**Text excerpt:**
As we enter the summer months, vacationers and leisure drivers may breathe easier. Gasoline, along with exchange traded funds tracking the movement in gas prices, is pulling back, with Middle East tensions easing and demand slackening.
U.S. Gasoline Fund (NYSEArca: UGA) is down sharply over the past month and is now testing its 200-day support level.
According to the U.S. Energy Information Administration, the average price on regular gas dipped to $3.79 a gallon Monday, or down 3.8% from its 2012 peak of $3.941 on April 2, reports Liam Pleven for the Wall Street Journal.
The fundamentals are shifting in the gasoline market. Tension over Iran’s nuclear ambitions has eased, the U.S. and Europe are showing softening demand, refineries previously slated to close are back up and the supply of crude oil is opening.

**Dataset content:**
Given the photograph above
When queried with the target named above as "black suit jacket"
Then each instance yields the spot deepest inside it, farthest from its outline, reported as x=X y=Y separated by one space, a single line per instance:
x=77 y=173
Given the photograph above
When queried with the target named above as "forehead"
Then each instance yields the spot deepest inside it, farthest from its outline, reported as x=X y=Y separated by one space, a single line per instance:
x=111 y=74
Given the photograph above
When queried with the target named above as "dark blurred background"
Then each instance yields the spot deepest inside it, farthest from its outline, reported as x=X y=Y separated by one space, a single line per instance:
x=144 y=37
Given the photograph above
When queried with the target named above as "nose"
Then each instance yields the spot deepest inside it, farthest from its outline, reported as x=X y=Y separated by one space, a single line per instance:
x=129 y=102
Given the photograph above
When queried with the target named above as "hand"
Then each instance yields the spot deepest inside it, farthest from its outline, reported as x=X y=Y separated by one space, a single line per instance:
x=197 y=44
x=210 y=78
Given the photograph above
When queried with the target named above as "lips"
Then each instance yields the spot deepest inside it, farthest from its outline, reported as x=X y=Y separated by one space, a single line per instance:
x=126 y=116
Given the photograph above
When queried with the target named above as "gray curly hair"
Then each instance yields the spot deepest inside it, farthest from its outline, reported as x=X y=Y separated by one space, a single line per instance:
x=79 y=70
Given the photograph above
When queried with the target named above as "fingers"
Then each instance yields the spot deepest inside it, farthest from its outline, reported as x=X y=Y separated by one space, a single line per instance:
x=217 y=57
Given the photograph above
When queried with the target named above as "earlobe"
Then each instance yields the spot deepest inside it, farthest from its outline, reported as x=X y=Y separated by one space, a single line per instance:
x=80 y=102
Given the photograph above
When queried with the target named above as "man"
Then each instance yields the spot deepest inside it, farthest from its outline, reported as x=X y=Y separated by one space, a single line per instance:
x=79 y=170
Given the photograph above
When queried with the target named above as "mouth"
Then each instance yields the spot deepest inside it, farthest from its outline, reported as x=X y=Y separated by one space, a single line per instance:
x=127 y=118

...

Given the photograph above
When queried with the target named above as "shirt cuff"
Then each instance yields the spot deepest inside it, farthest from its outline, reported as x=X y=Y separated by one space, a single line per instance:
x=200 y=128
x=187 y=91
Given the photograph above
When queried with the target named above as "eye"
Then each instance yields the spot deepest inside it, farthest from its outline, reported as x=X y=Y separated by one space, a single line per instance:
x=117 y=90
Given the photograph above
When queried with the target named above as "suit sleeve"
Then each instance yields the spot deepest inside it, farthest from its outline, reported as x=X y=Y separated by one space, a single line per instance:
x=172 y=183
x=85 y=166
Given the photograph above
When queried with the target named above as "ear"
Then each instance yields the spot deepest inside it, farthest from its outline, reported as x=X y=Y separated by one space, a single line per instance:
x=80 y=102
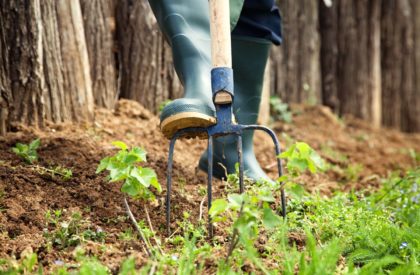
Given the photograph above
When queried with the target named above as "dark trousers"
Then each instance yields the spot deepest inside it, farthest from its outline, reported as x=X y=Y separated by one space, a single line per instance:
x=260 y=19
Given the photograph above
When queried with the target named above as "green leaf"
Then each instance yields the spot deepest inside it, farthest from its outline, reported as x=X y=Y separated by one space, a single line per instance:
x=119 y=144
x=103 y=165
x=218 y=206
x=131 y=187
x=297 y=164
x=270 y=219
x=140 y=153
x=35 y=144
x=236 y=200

**Work to be completed:** In the text on gasoline prices, what was the 2012 peak average price of regular gas, and on what date was it reached?

**Output for this task:** $3.941 a gallon, on April 2.